- [TEXT EXCERPT]:
>> Start

And if you’re like, oh, I’ve messed that up, like I don’t have that, you know, you can. You can open that conversation tonight at the dinner table and be like you know what? I was listening to these crazy moms today on this radio show and they had this example of this counselor from a level 10 to a level two and say you know, we, we talk when we’re at level 10s, and I don’t know if that’s really wise, because we say bad things to each other. I mean, bring that up, you know it’s. It’s just a way to start the conversation and the knowledge and as the parent, you can say I, I’ve messed this up a lot and you would be surprised at the kind of conversation that it may bring up in your family.
0:22:06 – Speaker 3
I have to tell you another thing. You know piggyback on that um, that has helped us so much and has been one of the hardest things. Because when things are good, like your version of good, when you feel like there’s peace in your family and in your marriage and it’s been a good day, it’s really hard to bring up hard stuff, cause you’re like why do I want to mess up the mood? Like why would I bring up that you have a bad temper? Or why do I want to tell my kid I really messed this up.

>> End

- [GIVEN DATA]:
>> Start

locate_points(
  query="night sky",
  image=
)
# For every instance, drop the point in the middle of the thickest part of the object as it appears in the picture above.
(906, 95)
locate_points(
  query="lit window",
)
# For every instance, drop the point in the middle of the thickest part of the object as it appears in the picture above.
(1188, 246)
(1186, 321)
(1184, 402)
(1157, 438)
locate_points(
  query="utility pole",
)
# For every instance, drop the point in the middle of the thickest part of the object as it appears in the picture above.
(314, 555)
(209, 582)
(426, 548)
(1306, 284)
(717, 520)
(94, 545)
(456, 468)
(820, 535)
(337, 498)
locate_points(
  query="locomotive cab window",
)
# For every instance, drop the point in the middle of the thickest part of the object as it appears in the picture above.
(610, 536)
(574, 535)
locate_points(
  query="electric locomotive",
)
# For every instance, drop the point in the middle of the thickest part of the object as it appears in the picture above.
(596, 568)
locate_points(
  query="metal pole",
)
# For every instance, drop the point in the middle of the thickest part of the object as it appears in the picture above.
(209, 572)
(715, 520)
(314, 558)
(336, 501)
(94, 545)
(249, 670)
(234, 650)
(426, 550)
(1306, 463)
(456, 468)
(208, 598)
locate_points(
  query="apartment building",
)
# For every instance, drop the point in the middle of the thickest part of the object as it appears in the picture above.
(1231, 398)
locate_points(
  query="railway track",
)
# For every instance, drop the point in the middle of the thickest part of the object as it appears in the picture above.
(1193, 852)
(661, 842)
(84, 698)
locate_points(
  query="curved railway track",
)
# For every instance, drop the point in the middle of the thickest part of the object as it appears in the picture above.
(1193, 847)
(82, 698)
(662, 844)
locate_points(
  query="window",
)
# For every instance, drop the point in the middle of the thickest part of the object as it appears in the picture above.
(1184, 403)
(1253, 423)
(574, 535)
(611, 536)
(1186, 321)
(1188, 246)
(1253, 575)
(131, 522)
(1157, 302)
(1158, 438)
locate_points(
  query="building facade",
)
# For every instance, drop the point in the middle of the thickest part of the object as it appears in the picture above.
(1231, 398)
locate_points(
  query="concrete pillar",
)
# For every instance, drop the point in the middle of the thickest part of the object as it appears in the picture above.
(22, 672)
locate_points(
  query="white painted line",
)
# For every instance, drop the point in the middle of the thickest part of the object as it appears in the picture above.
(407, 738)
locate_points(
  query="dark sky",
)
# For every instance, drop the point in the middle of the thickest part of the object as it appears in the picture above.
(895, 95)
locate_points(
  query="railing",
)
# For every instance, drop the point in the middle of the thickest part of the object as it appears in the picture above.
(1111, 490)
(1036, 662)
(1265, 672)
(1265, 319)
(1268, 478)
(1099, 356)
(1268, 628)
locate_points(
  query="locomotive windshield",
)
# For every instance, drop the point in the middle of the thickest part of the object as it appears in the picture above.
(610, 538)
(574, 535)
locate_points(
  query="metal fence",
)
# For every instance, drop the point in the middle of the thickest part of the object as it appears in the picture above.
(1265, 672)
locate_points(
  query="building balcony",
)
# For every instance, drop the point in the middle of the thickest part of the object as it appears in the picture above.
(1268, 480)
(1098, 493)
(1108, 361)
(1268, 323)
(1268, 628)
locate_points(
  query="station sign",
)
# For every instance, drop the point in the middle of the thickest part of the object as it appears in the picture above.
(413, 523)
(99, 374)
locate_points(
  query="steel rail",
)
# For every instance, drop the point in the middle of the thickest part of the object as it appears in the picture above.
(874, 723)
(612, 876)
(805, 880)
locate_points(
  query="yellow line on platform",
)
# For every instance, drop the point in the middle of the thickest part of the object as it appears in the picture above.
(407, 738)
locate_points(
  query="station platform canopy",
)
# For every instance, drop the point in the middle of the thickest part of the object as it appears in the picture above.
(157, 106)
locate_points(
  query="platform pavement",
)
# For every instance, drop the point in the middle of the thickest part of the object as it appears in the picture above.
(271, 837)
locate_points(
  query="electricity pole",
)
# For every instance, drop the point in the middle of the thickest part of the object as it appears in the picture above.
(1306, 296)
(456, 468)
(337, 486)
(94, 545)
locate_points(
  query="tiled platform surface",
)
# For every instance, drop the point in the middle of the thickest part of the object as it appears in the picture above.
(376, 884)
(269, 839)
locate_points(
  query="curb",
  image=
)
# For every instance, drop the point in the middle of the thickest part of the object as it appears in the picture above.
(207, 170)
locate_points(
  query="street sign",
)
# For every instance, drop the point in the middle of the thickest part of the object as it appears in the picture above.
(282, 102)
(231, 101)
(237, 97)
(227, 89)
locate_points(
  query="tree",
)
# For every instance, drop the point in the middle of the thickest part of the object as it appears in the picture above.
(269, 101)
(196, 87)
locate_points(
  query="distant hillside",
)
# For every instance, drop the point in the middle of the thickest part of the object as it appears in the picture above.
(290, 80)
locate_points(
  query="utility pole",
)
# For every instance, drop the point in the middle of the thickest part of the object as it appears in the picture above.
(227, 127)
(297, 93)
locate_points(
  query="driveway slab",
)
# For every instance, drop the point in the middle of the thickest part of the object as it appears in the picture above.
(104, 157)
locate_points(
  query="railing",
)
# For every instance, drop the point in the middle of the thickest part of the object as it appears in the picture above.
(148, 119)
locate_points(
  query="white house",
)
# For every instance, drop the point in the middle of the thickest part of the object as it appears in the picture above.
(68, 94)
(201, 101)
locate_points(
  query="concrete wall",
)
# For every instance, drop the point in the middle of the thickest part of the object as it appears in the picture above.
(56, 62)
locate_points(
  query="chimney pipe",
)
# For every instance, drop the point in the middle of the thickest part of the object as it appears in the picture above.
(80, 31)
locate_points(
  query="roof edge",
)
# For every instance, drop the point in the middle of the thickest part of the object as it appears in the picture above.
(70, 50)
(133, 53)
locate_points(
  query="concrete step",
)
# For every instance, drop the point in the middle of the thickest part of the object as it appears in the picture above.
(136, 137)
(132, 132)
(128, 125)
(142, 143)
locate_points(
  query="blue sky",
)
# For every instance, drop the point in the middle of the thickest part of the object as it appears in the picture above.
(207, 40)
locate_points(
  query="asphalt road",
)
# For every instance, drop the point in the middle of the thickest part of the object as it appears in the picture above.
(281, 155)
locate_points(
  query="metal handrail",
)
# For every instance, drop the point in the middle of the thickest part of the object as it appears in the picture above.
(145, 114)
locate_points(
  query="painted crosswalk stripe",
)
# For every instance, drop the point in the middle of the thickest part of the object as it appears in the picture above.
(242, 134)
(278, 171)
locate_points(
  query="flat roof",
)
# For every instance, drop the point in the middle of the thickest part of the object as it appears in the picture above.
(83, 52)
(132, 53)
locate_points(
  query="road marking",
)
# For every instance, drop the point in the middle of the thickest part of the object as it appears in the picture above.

>> End

- [PROBLEMS]:
1. Retype the part of the family-conversation transcript that begins at the words "And if you’re" and stops after "in your family.".
2. Extend the family-conversation transcript past its final sentence.
The entries have no connection to the family-conversation transcript.

- [TASK-BY-TASK ANSWERS]:
1.
And if you’re like, oh, I’ve messed that up, like I don’t have that, you know, you can. You can open that conversation tonight at the dinner table and be like you know what? I was listening to these crazy moms today on this radio show and they had this example of this counselor from a level 10 to a level two and say you know, we, we talk when we’re at level 10s, and I don’t know if that’s really wise, because we say bad things to each other. I mean, bring that up, you know it’s. It’s just a way to start the conversation and the knowledge and as the parent, you can say I, I’ve messed this up a lot and you would be surprised at the kind of conversation that it may bring up in your family.

2.
But we have really really found that if we can talk about the hard stuff during a good time, that we are quick to find a great solution and come to a compromise and talk through difficult things, cause when you’re at a level 10 or when you’re in that moment of suffering and trauma and anger and sadness, it’s super duper hard to come up with a good solution or get to a place of healing and restoration. And so if you only ever talk about these difficult things when you’re in a difficult situation, it feels like you never move past it. And so when things are good, sometimes you got to have that date night or go spend that time with your kiddo and be like hey, I’ve noticed this about myself and I’m really sorry. You’ve got to have those uncomfortable conversations even when things are good.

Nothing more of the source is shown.